[Source data]
## BEGIN
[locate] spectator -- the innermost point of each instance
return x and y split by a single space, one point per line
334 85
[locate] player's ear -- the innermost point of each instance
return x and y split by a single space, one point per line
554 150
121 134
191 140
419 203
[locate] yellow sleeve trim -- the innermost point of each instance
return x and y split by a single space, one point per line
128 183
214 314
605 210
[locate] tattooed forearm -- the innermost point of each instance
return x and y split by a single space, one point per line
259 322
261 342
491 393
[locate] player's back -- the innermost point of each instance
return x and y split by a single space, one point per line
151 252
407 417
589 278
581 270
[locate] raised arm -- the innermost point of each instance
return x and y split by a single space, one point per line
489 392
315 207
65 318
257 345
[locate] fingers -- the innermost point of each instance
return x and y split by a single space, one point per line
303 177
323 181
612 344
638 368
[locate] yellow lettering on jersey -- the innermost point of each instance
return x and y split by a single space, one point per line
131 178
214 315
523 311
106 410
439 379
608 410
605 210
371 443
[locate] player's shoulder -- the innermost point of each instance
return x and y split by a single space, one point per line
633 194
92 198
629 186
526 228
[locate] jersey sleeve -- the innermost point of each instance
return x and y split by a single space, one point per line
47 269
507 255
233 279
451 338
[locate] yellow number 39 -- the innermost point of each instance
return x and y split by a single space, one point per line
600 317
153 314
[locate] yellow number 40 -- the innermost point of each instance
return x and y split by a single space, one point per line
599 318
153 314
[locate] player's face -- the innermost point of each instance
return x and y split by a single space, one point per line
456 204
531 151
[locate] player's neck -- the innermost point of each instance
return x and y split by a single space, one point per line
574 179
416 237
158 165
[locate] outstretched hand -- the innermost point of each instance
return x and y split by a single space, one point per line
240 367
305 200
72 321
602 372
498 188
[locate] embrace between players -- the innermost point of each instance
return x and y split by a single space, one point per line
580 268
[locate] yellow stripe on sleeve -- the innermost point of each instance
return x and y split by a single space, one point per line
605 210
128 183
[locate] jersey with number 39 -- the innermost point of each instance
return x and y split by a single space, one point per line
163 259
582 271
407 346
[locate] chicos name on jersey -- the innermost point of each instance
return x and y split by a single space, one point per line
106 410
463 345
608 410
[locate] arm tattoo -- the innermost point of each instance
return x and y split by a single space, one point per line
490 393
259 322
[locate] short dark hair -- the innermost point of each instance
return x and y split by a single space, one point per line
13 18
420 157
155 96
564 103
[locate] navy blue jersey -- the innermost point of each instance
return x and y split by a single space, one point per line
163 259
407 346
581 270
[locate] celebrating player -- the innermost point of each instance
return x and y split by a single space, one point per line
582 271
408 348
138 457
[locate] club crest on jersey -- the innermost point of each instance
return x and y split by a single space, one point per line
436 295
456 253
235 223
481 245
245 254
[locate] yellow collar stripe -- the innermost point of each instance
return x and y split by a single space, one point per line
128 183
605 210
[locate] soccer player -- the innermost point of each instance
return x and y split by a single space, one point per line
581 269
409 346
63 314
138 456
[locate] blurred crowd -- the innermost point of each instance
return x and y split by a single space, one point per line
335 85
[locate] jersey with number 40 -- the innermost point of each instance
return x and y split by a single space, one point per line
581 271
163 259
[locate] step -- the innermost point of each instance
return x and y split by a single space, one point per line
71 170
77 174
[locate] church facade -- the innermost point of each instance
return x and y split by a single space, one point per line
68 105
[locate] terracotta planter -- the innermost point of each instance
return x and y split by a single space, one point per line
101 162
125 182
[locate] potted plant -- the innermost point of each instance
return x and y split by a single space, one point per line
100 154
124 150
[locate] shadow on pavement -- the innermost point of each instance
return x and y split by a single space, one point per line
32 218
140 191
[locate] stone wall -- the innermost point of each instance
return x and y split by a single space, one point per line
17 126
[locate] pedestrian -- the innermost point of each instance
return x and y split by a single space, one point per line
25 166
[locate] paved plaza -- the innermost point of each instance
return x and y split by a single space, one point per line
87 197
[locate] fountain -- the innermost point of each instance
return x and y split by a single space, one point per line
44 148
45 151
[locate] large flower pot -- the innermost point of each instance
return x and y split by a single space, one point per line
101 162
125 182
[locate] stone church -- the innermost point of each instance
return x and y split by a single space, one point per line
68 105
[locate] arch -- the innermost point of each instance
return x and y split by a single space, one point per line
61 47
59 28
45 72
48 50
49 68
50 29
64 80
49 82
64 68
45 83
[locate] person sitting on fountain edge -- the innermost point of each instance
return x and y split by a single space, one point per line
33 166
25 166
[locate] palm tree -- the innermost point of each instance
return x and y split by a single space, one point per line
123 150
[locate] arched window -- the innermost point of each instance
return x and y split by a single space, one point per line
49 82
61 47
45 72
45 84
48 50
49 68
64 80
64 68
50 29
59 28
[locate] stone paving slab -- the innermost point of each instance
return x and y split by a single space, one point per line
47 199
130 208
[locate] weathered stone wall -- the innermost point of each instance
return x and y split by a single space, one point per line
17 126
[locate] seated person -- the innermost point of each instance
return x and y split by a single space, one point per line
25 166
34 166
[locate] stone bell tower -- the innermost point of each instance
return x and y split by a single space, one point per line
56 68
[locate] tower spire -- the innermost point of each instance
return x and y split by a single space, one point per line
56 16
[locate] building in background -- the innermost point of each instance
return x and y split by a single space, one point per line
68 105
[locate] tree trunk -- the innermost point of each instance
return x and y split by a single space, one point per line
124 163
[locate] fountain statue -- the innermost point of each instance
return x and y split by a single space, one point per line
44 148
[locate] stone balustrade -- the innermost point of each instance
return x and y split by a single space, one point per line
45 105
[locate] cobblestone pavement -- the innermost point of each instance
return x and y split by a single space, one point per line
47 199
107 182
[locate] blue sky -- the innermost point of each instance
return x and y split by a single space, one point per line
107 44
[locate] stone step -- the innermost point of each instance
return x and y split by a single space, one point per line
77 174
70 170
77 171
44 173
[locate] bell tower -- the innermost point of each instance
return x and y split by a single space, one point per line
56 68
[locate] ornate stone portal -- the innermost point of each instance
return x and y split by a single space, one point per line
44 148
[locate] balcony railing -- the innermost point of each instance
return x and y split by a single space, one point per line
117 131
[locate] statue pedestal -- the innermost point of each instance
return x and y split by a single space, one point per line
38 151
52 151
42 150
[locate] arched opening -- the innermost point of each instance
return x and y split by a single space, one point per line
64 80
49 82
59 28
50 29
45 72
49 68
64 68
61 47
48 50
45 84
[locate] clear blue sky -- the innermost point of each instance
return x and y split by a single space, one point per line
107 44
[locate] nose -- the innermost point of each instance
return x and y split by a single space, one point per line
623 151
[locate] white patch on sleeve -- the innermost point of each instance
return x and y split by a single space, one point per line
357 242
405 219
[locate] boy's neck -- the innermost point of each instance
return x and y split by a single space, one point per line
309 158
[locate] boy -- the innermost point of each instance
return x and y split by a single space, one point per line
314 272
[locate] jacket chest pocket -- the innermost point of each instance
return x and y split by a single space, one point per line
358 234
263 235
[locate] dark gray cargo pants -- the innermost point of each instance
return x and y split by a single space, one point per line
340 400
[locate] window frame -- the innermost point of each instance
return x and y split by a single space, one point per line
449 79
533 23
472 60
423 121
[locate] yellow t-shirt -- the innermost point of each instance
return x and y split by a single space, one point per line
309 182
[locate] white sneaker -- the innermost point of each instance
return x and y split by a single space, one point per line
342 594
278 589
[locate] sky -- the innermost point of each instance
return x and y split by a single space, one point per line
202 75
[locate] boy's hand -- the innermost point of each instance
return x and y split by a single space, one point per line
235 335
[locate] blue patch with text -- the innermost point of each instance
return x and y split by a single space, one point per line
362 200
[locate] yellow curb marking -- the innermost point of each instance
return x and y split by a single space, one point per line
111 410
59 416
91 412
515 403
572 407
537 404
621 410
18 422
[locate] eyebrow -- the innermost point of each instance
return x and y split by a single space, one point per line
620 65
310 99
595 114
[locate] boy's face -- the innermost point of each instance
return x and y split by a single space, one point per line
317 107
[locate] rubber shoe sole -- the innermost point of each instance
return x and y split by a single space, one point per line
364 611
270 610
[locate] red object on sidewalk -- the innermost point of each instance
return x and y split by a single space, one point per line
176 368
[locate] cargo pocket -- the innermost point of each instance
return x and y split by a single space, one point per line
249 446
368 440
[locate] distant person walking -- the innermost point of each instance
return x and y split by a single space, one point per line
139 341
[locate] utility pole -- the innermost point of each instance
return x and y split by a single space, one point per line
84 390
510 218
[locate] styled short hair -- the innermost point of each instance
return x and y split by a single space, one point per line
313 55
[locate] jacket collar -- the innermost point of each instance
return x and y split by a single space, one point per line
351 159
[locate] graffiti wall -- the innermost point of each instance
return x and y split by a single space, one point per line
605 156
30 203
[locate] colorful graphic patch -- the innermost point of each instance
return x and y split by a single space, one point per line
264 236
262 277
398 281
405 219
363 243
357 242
## END
The lines to quote run from the one containing "[locate] boy's hand" through the final line of the material above; please give them exactly, both ends included, and nothing else.

◆ **The response**:
[locate] boy's hand -- the innermost point of each instance
return x and y split by a single space, one point per line
235 335
[locate] blue patch with text -- the innermost point of each instance
return x and y split by a single space, one point per line
362 200
[locate] yellow curb marking -- the innermost point of each instance
return x and y split by a single space, one point per line
111 410
59 416
91 412
515 403
572 407
537 404
621 410
18 422
[locate] eyebrow -- the innermost point of each instance
return x and y split by a single space, one point per line
620 65
310 99
595 114
[locate] boy's face -- the innermost point of each instance
return x and y split by a single space, one point per line
317 107
[locate] rubber shoe sole -- the innermost point of each instance
return x and y split by a single space, one point per line
364 611
270 610
[locate] red object on sidewalk -- the innermost point of each instance
return x and y split by a single space, one point per line
176 368
[locate] cargo pocket -- the innermost point of each instance
return x and y split by a single space, one point per line
249 446
368 440
[locate] distant person walking -- the innermost point of each instance
return x and y split by a single space, one point per line
139 341
[locate] utility pole -- the innermost point of each instance
return x and y split by a single space, one point per line
84 390
510 218
[locate] styled short hair -- the innermost point of each instance
return x and y split by a single space, one point per line
313 55
[locate] jacket collar -- the innermost point of each instance
return x and y split by a single space, one point per line
351 159
[locate] graffiti wall -- the innermost point of each instance
return x and y split by a single space, one point per line
605 156
30 203
[locate] colorful graphic patch -- the innermost point of each instance
return x and y split by a single space, one point per line
264 236
262 277
398 281
405 219
363 243
357 242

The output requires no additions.